(Excerpts from point annotation data)
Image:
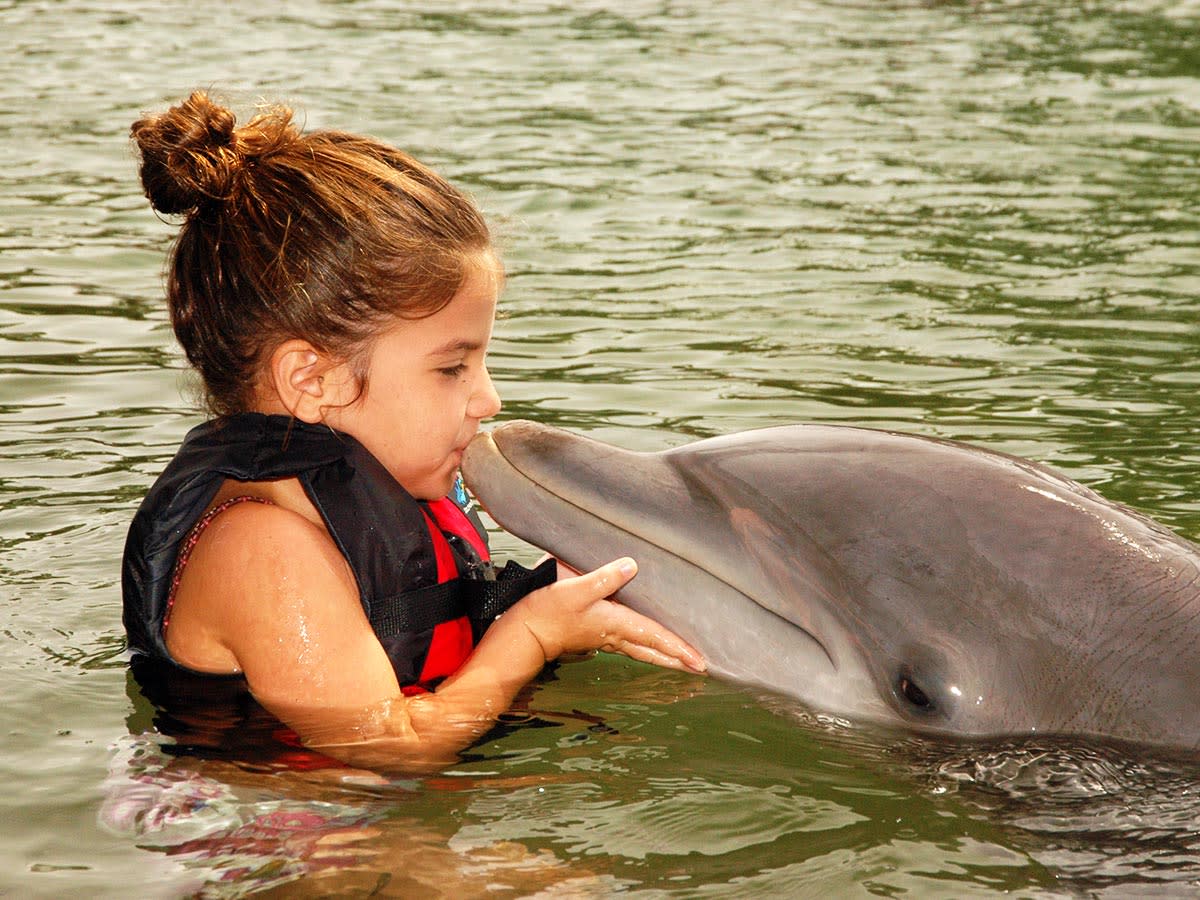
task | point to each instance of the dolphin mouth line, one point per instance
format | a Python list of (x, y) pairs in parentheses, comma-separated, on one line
[(520, 473)]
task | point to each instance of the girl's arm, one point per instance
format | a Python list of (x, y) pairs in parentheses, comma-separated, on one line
[(268, 593)]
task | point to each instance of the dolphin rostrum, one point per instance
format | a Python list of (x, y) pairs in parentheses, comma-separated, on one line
[(879, 576)]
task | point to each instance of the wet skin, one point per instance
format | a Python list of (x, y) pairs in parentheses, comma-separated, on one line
[(879, 576)]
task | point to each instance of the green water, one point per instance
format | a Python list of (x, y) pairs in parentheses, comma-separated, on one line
[(972, 220)]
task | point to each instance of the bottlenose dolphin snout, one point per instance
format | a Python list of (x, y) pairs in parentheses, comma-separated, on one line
[(877, 575)]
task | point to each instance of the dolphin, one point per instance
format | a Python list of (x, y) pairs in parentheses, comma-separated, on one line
[(879, 576)]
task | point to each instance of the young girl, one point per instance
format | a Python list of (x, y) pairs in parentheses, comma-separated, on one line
[(312, 543)]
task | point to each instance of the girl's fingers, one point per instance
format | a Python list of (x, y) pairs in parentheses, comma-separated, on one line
[(642, 639)]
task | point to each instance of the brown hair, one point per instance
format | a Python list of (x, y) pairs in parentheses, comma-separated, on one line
[(322, 235)]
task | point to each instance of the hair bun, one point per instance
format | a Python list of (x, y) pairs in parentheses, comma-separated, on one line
[(192, 154)]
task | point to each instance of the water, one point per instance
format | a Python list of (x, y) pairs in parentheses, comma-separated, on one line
[(976, 221)]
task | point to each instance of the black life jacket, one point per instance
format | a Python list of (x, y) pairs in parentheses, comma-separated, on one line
[(423, 569)]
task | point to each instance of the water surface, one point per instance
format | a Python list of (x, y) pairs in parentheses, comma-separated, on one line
[(977, 221)]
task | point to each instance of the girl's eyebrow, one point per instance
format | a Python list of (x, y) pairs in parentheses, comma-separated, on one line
[(460, 345)]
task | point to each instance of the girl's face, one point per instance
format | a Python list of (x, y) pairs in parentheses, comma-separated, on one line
[(429, 388)]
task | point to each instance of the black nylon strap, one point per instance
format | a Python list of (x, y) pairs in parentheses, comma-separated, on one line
[(479, 599)]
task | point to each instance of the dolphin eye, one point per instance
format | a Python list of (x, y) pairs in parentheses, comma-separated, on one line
[(909, 689)]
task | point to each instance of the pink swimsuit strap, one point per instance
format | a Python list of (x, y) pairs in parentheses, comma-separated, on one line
[(189, 545)]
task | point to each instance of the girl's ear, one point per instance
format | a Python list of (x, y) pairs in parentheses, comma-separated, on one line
[(309, 382)]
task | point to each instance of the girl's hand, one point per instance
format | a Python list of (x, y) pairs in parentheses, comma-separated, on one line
[(576, 616)]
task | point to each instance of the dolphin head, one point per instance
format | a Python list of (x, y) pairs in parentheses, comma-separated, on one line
[(868, 574)]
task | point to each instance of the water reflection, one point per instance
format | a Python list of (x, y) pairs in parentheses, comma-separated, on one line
[(970, 220)]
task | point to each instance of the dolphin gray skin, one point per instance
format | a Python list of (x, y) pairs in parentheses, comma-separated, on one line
[(879, 576)]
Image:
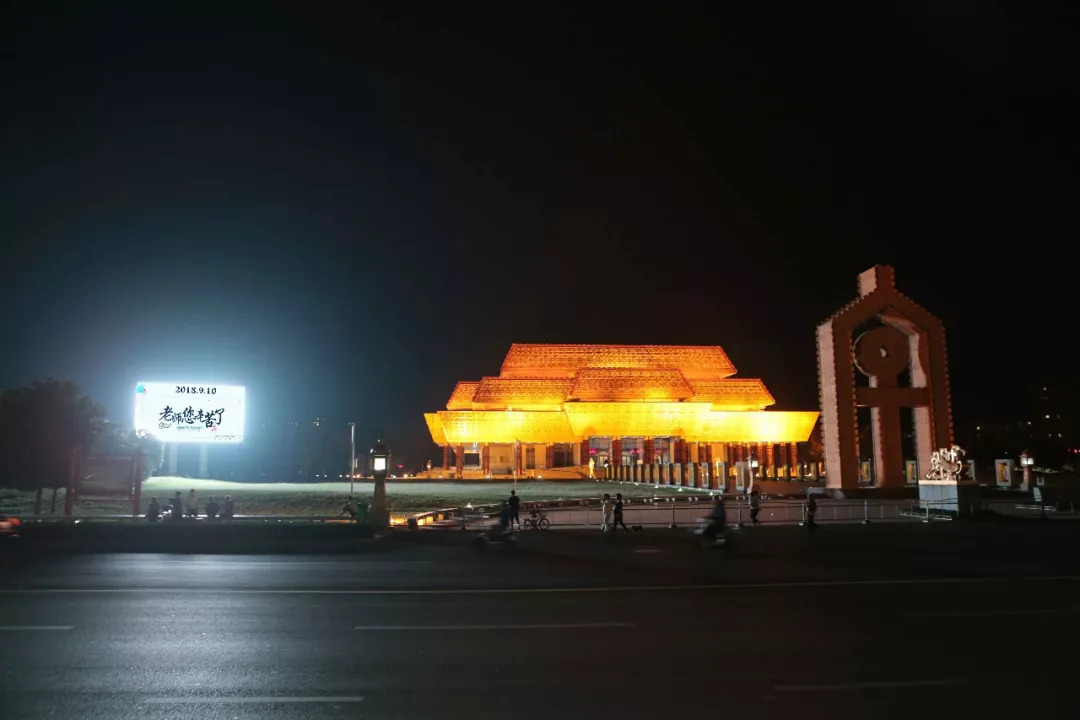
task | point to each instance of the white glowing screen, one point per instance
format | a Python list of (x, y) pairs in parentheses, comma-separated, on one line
[(190, 412)]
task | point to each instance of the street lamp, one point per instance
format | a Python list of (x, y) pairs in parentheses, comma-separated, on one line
[(1026, 462), (380, 465)]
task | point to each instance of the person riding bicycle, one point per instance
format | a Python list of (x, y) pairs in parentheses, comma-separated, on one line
[(717, 520), (500, 529)]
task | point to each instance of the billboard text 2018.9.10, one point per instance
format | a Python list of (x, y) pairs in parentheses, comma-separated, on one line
[(190, 413)]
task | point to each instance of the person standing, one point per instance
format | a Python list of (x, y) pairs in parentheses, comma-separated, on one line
[(617, 515), (514, 510)]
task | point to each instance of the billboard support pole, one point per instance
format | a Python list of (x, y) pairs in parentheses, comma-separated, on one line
[(352, 456), (72, 474), (137, 496)]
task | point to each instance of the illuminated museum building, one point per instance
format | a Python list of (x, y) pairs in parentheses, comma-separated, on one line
[(643, 407)]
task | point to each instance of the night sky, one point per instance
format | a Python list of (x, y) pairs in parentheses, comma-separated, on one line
[(347, 213)]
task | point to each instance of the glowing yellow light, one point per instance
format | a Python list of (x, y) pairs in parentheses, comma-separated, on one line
[(556, 393), (435, 428), (564, 361), (463, 426), (461, 397)]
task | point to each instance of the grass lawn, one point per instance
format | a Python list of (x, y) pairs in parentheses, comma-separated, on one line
[(327, 498)]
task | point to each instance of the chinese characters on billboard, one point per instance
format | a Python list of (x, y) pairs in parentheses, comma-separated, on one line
[(190, 413)]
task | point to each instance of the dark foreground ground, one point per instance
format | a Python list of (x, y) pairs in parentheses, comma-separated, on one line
[(883, 622)]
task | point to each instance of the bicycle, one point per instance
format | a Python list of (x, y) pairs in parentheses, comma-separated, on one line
[(537, 520)]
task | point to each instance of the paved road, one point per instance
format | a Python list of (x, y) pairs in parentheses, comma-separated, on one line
[(433, 629)]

→ **Exercise aim**: Without including any pictures, reproduce the listing exactly.

→ **Exercise solution**:
Image:
task | point to each instance of the dolphin mouth line, one point per instance
format | a Python list of (x, y) pairs in parentheses, comma-separated, on one line
[(520, 473)]
task | point to each instance of the girl's arm, one point per instance
format | a Python list of (x, y) pairs in parentheses, comma-separated, on one line
[(268, 593)]
task | point to each instance of the dolphin rostrum, one point per instance
format | a Python list of (x, y) pairs in parentheses, comma-separated, on one line
[(879, 576)]
task | point to each instance of the wet skin, one point per instance
format | a Python list of (x, y) pairs in parentheses, comma-separated, on one line
[(879, 576)]
task | point to each instance of the green water, one point per instance
format | a Python list of (x, y) pairs in parentheses, comma-separated, on one line
[(972, 220)]
task | point to each instance of the bottlenose dolphin snout, one point per instance
format | a Python list of (x, y) pairs in parentheses, comma-separated, on one line
[(877, 575)]
task | point to each instance of the dolphin, one point per instance
format | a Python list of (x, y) pairs in parentheses, comma-separated, on one line
[(879, 576)]
task | point to each instance of the young girl, one point per instance
format | a Python list of (x, y) pairs in parentheses, comma-separated, on one line
[(312, 543)]
task | point to each instance of the girl's fingers, one point per instance
format | a Python list of (x, y) pairs in parentheses, comma-separated, on one line
[(642, 639)]
task | point to each instance of the brown hair, one point per instance
format | a Python list of (x, y) pairs in parentheses, comma-separated, on one line
[(322, 235)]
task | point to each instance of the hair bun, one point per instance
format | a Python list of (x, y) pairs in parentheses, comma-separated, on one line
[(192, 154)]
task | point to each instance of the water, one point per instance
format | a Python list of (x, y) pairs in parentheses, comma-separated, on one line
[(976, 221)]
task | point to each instance of the black life jacket, one point per instance
format | a Python list of (x, y) pairs in parentheses, comma-separated, on one line
[(423, 569)]
task | point to each instance of the water surface, one point per instance
format | a Python list of (x, y) pairs in parentheses, comma-separated, on one line
[(977, 221)]
task | point to each instance of the girl's eyebrow, one point per instance
format | a Python list of (x, y) pairs in parentheses, comma-separated, on one line
[(460, 345)]
task | point to each instance of the girl's face, one point per instance
format | a Python list of (x, y) pairs in parentheses, comma-separated, on one line
[(429, 388)]
task | point to each instance of the black nylon strap, one point per instance
format | a Python list of (x, y) pairs in parentheses, comma-separated, on one line
[(479, 599)]
task | point to each instance of the dolphin eye, one point per instance
format | a Python list of (x, y) pairs in parentheses, comma-separated, on one line
[(909, 689)]
task | point to each instance of the pink swimsuit strap, one point per instance
format | a Python list of (x, y) pairs in parentheses, comma-separated, on one line
[(189, 545)]
task | point to each instance of the girl's ear, one point per instance
format | a Python list of (x, y) pairs in parentheses, comma-separated, on one line
[(309, 382)]
task | point to each instance of the girl's hand, one point per instance
format | a Python list of (x, y) pairs in parentheses, comma-separated, on one line
[(576, 616)]
task | point to each instance of the dolphin head, one point per instance
format | a Python list of (x, y) pairs in parentheses, comma-separated, on one line
[(868, 574)]
task | point to each instance of the water reflection, one point per instance
format | a Python list of (x, y) pairs in parentheses, comma-separated, on one line
[(970, 220)]
task | point to each instance of the dolphin gray skin, one point per instance
format | a Python list of (x, y) pairs in parentheses, comma-separated, on one line
[(879, 576)]
Image:
task | point to each instance of the white glowing screen, one point per instance
format | a Python list of (x, y) pairs in parentheses, comma-separated, on one line
[(190, 412)]
task | point to each instance of the street lamp, one point per instance
format | a Python list of (x, y) pairs in parentheses, comma-separated, on one line
[(1026, 462), (380, 465)]
task | point to each instance of the person riding bicycle, one point per instance
format | a Python list of (x, y) pairs in parentheses, comma-separated, on one line
[(717, 520), (500, 529)]
task | point to each instance of the billboard text 2018.9.10, one point per instance
format | a Python list of (x, y) pairs in parentheses, comma-separated, on one line
[(190, 413)]
task | point to each instance of the person standing, one point per instance
format | a Python list of (x, y) pairs in parentheses, comma-separated, on one line
[(617, 515), (514, 510)]
task | point to each instance of the billboard support pole, one point per instance
format | a Python list of (x, y) pairs in parentheses, comma-separated, on one line
[(352, 456), (72, 474), (137, 496)]
task | point to each instance of the illuminated museum building, one point per instance
format | a Python list of (x, y) pairs in parentheses, comma-separated, on one line
[(643, 407)]
task | point to each instance of the night sky, one point per instance
format | a Python list of (x, y) pairs in parentheses, comma-separated, on one line
[(347, 213)]
task | point to each instance of the glowing yellow light, one point per instance
format | a Python list of (x, y) pairs in parentheses, comma-separated, on one line
[(556, 393), (435, 428), (564, 361), (463, 426), (461, 397)]
task | point to each instance of the grass lawn, one point per instance
format | a Python list of (x, y) pairs in parentheses, comma-separated, on one line
[(327, 498)]
task | point to each instance of the chinese characters on billboard, one point per instance
format | a Python list of (x, y) pairs in parentheses, comma-separated, on one line
[(190, 413)]
task | point to each instance of the dark foreground ground, one point per instance
format | a Python list of (x, y) pairs in parentheses, comma-separated, on one line
[(883, 622)]
task | point to each instance of the bicycle, one point per instance
format | a Python list of (x, y) pairs in parentheses, comma-separated, on one line
[(537, 520)]
task | point to each instance of the paved road, one point per instance
format | a Python list of (x, y) pairs in parentheses, comma-separated, on one line
[(433, 629)]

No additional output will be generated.